======== Information provided ========

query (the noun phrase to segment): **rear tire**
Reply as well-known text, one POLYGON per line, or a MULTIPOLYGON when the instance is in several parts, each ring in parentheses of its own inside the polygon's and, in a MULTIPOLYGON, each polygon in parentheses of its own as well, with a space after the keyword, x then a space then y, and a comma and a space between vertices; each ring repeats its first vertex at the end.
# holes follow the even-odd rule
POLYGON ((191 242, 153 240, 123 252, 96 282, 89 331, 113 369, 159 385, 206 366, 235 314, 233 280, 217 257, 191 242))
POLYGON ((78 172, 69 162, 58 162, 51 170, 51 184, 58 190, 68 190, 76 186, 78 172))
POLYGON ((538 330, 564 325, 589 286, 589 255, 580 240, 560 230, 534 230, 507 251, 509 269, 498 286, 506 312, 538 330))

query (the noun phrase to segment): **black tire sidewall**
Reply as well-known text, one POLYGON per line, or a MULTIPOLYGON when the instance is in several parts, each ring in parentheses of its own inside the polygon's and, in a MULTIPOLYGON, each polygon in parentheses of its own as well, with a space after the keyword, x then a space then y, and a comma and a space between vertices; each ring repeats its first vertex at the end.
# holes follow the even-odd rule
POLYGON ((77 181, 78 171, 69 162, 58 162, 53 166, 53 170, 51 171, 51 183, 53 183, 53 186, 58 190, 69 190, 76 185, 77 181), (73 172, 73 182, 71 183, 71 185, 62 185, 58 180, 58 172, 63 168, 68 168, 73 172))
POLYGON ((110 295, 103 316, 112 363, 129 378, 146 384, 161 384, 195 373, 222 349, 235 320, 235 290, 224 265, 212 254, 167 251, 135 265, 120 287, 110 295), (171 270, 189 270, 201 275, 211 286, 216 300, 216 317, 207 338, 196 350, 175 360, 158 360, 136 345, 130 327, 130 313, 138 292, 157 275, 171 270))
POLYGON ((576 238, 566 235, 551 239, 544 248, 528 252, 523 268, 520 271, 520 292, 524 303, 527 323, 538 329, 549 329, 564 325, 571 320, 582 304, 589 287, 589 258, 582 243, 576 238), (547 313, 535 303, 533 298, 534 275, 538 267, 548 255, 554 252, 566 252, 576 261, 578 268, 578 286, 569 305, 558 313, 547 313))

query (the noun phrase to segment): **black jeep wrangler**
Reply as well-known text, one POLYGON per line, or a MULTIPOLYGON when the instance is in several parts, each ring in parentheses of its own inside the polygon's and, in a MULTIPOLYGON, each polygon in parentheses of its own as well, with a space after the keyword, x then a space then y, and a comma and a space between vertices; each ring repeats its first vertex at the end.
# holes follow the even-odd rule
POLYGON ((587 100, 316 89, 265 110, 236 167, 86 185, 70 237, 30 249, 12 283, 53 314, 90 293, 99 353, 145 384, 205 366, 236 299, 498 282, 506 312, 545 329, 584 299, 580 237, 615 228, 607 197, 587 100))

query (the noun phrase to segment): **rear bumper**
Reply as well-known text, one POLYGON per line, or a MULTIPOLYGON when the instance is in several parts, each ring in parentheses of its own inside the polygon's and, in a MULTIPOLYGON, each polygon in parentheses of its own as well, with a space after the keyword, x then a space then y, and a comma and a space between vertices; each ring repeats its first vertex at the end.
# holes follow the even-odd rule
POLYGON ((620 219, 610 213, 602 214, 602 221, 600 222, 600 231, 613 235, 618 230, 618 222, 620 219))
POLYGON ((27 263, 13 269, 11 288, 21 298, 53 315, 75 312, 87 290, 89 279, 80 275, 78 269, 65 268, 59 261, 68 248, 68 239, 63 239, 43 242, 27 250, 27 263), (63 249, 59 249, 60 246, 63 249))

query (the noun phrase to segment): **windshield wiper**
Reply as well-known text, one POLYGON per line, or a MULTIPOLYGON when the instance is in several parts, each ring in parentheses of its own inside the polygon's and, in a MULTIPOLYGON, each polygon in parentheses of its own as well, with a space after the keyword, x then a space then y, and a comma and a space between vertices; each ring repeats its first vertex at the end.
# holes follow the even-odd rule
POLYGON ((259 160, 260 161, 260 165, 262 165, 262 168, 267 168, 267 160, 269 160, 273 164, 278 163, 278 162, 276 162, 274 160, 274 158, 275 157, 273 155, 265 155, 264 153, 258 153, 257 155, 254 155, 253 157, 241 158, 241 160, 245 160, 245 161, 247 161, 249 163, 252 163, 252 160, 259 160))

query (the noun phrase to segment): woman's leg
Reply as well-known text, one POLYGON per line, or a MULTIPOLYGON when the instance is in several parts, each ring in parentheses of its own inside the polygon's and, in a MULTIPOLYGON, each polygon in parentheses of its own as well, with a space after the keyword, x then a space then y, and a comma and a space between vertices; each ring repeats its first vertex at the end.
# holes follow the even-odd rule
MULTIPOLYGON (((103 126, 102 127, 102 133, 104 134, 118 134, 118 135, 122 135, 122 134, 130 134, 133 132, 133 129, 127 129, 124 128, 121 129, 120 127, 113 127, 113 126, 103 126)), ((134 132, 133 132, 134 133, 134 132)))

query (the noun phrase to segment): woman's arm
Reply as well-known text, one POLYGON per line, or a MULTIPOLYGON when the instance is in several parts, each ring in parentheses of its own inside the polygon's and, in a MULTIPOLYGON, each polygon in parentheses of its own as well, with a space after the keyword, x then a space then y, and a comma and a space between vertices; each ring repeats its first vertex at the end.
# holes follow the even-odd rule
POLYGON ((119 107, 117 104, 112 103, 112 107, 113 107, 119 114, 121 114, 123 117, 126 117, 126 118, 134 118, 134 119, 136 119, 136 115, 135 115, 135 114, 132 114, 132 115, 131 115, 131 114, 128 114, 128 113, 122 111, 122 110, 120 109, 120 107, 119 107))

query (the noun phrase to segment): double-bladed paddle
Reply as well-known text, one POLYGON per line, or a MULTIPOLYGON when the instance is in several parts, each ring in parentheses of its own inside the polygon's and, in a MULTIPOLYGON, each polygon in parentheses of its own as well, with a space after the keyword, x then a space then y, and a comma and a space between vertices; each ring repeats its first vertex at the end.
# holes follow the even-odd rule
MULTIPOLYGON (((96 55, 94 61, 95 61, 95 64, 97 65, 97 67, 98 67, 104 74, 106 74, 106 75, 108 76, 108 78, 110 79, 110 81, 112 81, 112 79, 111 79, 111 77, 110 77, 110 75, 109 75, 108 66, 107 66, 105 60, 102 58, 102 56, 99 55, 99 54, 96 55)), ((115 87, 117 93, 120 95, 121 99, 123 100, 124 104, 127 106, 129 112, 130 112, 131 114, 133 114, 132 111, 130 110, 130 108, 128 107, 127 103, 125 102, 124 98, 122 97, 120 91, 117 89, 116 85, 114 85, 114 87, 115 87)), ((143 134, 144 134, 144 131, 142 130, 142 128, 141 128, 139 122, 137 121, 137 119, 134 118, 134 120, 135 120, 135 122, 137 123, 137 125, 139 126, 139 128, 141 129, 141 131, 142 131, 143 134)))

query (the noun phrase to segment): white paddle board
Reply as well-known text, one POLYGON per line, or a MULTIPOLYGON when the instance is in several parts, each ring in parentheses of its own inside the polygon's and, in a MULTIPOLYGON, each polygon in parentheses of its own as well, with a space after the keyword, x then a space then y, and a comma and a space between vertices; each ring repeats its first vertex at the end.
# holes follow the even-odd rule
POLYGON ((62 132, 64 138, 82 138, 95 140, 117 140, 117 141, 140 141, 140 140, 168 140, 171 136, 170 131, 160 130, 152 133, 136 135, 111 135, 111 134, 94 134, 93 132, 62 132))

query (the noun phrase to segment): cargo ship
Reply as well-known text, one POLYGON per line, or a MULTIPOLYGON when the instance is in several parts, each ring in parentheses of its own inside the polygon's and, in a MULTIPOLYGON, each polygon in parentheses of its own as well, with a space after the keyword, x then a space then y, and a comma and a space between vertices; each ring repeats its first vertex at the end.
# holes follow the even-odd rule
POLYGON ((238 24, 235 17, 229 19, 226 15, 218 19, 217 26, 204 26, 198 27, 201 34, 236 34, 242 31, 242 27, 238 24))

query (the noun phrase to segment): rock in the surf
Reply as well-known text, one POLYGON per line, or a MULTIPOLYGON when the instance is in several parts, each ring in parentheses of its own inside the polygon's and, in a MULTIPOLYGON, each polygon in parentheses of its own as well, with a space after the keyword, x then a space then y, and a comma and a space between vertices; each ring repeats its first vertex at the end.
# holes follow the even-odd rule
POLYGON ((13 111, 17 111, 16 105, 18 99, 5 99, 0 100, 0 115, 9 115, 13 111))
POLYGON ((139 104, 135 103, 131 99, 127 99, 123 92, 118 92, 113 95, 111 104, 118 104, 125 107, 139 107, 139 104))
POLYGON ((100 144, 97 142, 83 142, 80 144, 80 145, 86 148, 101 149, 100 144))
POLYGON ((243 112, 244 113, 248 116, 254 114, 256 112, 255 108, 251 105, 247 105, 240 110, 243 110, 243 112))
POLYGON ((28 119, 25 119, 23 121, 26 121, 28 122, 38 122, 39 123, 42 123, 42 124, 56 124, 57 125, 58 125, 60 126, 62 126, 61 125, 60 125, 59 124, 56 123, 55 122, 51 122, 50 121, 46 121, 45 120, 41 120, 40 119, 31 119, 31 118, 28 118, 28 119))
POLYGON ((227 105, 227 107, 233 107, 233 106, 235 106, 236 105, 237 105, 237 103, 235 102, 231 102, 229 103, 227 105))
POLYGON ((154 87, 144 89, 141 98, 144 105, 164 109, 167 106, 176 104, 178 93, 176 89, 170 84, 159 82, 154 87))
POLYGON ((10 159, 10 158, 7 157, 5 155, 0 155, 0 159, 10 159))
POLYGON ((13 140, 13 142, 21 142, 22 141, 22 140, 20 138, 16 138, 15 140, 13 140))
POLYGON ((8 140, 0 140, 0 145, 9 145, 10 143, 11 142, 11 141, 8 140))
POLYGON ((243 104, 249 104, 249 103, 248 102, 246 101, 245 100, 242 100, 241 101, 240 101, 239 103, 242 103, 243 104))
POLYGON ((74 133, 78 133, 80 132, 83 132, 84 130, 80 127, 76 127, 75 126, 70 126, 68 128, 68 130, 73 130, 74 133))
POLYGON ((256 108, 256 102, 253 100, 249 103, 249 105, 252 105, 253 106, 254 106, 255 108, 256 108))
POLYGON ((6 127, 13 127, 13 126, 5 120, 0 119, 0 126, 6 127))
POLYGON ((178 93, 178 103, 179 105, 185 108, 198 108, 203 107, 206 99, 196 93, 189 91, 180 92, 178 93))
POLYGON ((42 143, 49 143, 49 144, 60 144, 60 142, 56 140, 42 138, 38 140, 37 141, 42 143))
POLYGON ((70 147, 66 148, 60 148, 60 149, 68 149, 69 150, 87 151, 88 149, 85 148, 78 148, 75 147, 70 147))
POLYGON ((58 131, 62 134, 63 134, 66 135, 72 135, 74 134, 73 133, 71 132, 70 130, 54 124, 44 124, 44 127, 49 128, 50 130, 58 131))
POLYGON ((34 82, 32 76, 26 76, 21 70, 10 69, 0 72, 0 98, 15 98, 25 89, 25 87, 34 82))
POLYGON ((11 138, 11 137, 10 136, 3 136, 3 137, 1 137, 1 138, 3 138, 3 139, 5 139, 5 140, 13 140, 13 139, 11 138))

========

Could you turn the rows from the very first line through the line containing "POLYGON ((538 330, 564", inclusive, into a JSON list of strings with one string per line and blank lines left out?

[
  "query (the noun phrase to segment): **rear tire**",
  "Reply as well-known text, one POLYGON per line, or a MULTIPOLYGON when the instance is in several parts, each ring in parentheses of its own inside the polygon's and, in a MULTIPOLYGON, each polygon in parentheses of its own as well, with a space after the keyword, x then a space then y, and a comma and a space between vertices; each ring repeats its first vertex at the end.",
  "# holes follow the even-odd rule",
  "POLYGON ((191 242, 153 240, 123 252, 96 282, 89 331, 113 369, 159 385, 206 366, 235 314, 233 280, 217 257, 191 242))",
  "POLYGON ((78 172, 69 162, 58 162, 51 170, 51 184, 58 190, 68 190, 76 186, 78 172))",
  "POLYGON ((538 330, 564 325, 589 286, 589 255, 580 240, 560 230, 534 230, 507 251, 509 269, 498 286, 506 312, 538 330))"
]